> **Work required**
Reproduce the following lines word for word.

> **Stored entries**
====

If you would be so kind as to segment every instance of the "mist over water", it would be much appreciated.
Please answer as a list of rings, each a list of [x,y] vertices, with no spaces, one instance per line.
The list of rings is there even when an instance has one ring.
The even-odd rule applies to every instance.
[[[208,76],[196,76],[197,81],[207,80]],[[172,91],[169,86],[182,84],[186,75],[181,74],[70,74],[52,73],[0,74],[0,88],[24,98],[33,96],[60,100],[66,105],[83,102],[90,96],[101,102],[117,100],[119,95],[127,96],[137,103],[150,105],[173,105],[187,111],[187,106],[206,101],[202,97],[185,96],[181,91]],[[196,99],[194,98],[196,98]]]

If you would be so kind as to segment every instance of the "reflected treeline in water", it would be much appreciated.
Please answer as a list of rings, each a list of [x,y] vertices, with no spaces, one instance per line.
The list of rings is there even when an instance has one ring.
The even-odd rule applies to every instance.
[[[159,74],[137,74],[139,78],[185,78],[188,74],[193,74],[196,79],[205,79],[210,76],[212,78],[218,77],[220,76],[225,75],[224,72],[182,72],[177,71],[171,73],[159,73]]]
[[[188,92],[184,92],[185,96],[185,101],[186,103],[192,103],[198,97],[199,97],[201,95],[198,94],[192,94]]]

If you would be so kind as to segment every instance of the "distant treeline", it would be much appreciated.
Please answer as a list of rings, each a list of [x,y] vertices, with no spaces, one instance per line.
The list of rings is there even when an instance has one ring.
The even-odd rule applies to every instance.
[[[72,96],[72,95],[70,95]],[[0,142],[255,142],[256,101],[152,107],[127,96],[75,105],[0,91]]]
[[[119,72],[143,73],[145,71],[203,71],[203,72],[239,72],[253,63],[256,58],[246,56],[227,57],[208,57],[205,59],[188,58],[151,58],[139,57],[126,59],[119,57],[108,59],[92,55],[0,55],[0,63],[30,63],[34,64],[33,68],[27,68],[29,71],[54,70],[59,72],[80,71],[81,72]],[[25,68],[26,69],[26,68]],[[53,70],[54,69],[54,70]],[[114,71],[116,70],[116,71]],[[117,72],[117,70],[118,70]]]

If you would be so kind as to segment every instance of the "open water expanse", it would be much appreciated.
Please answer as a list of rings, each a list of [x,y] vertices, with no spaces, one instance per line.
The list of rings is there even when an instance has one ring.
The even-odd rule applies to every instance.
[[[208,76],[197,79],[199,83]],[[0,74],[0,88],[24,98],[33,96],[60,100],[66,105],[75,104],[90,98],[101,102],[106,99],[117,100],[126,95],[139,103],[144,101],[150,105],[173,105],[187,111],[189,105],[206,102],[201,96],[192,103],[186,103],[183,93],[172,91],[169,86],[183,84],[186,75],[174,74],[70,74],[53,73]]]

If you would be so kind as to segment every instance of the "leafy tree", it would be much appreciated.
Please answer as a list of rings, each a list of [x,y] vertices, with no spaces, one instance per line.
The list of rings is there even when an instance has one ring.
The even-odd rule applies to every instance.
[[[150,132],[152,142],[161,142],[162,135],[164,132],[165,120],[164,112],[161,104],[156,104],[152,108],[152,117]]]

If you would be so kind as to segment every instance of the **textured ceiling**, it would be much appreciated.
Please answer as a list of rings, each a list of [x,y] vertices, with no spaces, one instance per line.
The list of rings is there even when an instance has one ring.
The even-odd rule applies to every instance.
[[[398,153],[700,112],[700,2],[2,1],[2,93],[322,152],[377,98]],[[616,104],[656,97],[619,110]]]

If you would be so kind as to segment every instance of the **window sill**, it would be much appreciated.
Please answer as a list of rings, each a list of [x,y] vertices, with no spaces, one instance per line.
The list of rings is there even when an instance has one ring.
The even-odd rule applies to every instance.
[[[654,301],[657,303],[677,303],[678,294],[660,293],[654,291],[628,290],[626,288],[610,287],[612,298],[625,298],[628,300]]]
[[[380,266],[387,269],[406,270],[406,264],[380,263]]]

====

> **Solution for this task**
If you would be so kind as to segment every instance of the "mist over water", it would be much appreciated.
Please answer as a list of rings, each a list of [x,y] vertices, with no spaces, one instance per line.
The list of rings is there even when an instance has one ring.
The even-odd rule applies to every instance.
[[[208,76],[196,76],[197,81],[207,80]],[[172,91],[169,86],[182,84],[186,75],[181,74],[70,74],[52,73],[0,74],[0,88],[24,98],[33,96],[60,100],[66,105],[83,102],[90,96],[101,102],[117,100],[119,95],[127,96],[137,103],[150,105],[173,105],[187,111],[187,106],[206,101],[202,97],[185,96],[181,91]],[[196,99],[194,98],[196,98]]]

If you would be so kind as to segment every instance of the "reflected treeline in water", it would be much appreciated.
Please answer as a list of rings, each a list of [x,y] vertices, with no spaces, one instance per line.
The list of rings is there even when an instance has one ring.
The even-odd rule applies to every instance.
[[[159,74],[137,74],[139,78],[185,78],[188,74],[193,74],[196,79],[205,79],[210,76],[212,78],[218,77],[220,76],[225,75],[224,72],[182,72],[177,71],[171,73],[159,73]]]
[[[188,92],[184,92],[185,96],[185,101],[186,103],[192,103],[198,97],[199,97],[201,95],[198,94],[192,94]]]

If you would be so kind as to segment every instance of the "distant treeline", it would be much appreciated.
Please answer as a list of rings, each a list of [x,y] vertices, with no spaces, one instance per line.
The list of rings is there even when an instance has one ring.
The even-odd rule applies to every instance.
[[[72,96],[72,95],[70,95]],[[0,142],[255,142],[256,101],[152,107],[127,96],[75,105],[0,91]]]
[[[119,72],[143,73],[145,71],[203,71],[203,72],[239,72],[253,63],[256,58],[246,56],[227,57],[208,57],[205,59],[188,58],[151,58],[139,57],[126,59],[119,57],[108,59],[92,55],[0,55],[0,63],[30,63],[34,64],[33,68],[27,68],[29,71],[54,70],[59,72],[80,71],[81,72]],[[25,68],[26,69],[26,68]],[[53,70],[54,69],[54,70]],[[114,71],[116,70],[116,71]],[[117,72],[117,70],[118,70]]]

If you would be so kind as to segment every instance of the "open water expanse", it would be much appreciated.
Please answer as a list of rings, each a list of [x,y] vertices, with no spaces, one instance per line.
The list of rings is there even when an instance has one ring.
The even-odd rule applies to every instance.
[[[208,76],[197,79],[199,83]],[[0,74],[0,88],[24,98],[33,96],[60,100],[66,105],[75,104],[90,98],[101,102],[106,99],[117,100],[126,95],[139,103],[144,101],[150,105],[173,105],[187,111],[189,105],[206,102],[201,96],[192,103],[186,103],[183,93],[172,91],[169,86],[183,84],[186,75],[174,74],[70,74],[53,73]]]

If you would be so kind as to segment every instance of the "leafy tree", it would be much appreciated.
Please answer as a list of rings, each a list of [x,y] vertices, with no spaces, one instance per line.
The list of rings is there even when an instance has one ring.
The even-odd rule applies to every instance.
[[[150,132],[152,142],[161,142],[162,135],[164,132],[165,120],[164,112],[161,104],[156,104],[152,108],[152,117]]]

If you would be so kind as to segment every instance of the **textured ceiling**, it would be much appreciated.
Please answer as a list of rings, each a list of [x,y] vertices, with no spaces, one instance per line.
The list of rings is there even when an instance has one ring.
The even-odd rule applies to every instance.
[[[398,153],[700,112],[700,2],[2,1],[2,93],[322,152],[377,98]],[[616,104],[656,97],[619,110]]]

If you would be so kind as to segment every instance of the **window sill**, it would be much appreciated.
Please answer as a list of rings, each a list of [x,y] vertices, with no spaces, one instance per line.
The list of rings is there even when an instance has one ring.
The even-odd rule applies to every instance.
[[[654,301],[657,303],[677,303],[678,294],[660,293],[654,291],[628,290],[626,288],[610,287],[612,298],[625,298],[628,300]]]
[[[380,266],[387,269],[406,270],[406,264],[380,263]]]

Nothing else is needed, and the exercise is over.